** Exercise aim **
Please retype the data below exactly, stopping after the line with "55L228 65H236L240 54L228" and skipping every picture.

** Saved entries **
----

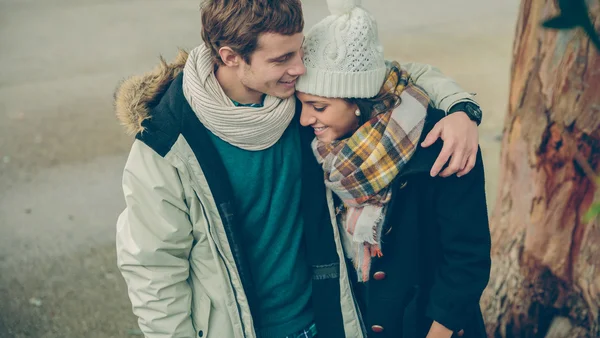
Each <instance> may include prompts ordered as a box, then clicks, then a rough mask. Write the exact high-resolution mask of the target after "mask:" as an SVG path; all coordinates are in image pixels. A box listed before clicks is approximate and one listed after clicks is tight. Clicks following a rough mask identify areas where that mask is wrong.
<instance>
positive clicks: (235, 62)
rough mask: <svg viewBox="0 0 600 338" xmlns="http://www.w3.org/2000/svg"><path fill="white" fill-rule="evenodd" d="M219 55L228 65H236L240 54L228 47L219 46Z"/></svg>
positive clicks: (225, 63)
mask: <svg viewBox="0 0 600 338" xmlns="http://www.w3.org/2000/svg"><path fill="white" fill-rule="evenodd" d="M219 56H220V57H221V61H223V63H224V64H225V65H226V66H228V67H237V66H239V65H240V55H239V54H238V53H236V52H234V51H233V49H231V48H230V47H221V48H219Z"/></svg>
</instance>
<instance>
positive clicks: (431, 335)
mask: <svg viewBox="0 0 600 338" xmlns="http://www.w3.org/2000/svg"><path fill="white" fill-rule="evenodd" d="M452 334H453V332H452V331H451V330H450V329H448V328H446V327H445V326H444V325H442V324H440V323H438V322H436V321H434V322H433V323H432V324H431V328H430V329H429V333H427V337H426V338H450V337H452ZM464 334H465V331H464V330H460V331H459V332H458V336H459V337H462V336H463V335H464Z"/></svg>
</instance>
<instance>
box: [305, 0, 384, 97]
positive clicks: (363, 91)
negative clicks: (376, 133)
mask: <svg viewBox="0 0 600 338" xmlns="http://www.w3.org/2000/svg"><path fill="white" fill-rule="evenodd" d="M327 6H328V7H329V12H330V13H331V15H329V16H327V17H326V18H324V19H323V20H321V21H320V22H319V23H317V24H316V25H315V26H314V27H312V28H311V29H310V30H309V31H308V33H307V34H306V37H305V42H304V47H303V48H304V65H305V66H306V74H304V75H302V76H301V77H300V78H298V80H297V82H296V90H298V91H301V92H304V93H307V94H312V95H317V96H322V97H330V98H370V97H373V96H375V95H377V93H378V92H379V90H380V88H381V86H382V84H383V81H384V79H385V76H386V72H387V71H386V65H385V60H384V57H383V46H382V45H381V42H380V41H379V37H378V32H377V22H376V21H375V18H374V17H373V16H372V15H371V14H370V13H369V12H367V11H366V10H365V9H364V8H362V7H361V1H360V0H327Z"/></svg>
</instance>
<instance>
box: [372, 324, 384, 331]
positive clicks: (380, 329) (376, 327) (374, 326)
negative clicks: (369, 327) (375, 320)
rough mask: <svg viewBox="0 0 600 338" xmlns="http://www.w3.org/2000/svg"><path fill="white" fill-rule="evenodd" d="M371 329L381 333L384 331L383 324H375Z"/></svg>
mask: <svg viewBox="0 0 600 338" xmlns="http://www.w3.org/2000/svg"><path fill="white" fill-rule="evenodd" d="M371 330H373V332H375V333H381V332H383V326H381V325H373V326H371Z"/></svg>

----

** Reply **
Each <instance> may include prompts ordered as a box, then clicks, then a rough mask. Write the exact high-resolution mask of the target after "mask:" as an SVG path; all coordinates are in image pixels. A box listed before clicks is approximate and one listed after clicks is tight. Clicks following a rough mask identify areas where that mask is wrong.
<instance>
positive clicks: (235, 62)
rough mask: <svg viewBox="0 0 600 338" xmlns="http://www.w3.org/2000/svg"><path fill="white" fill-rule="evenodd" d="M219 55L228 65H236L240 54L228 47L219 46Z"/></svg>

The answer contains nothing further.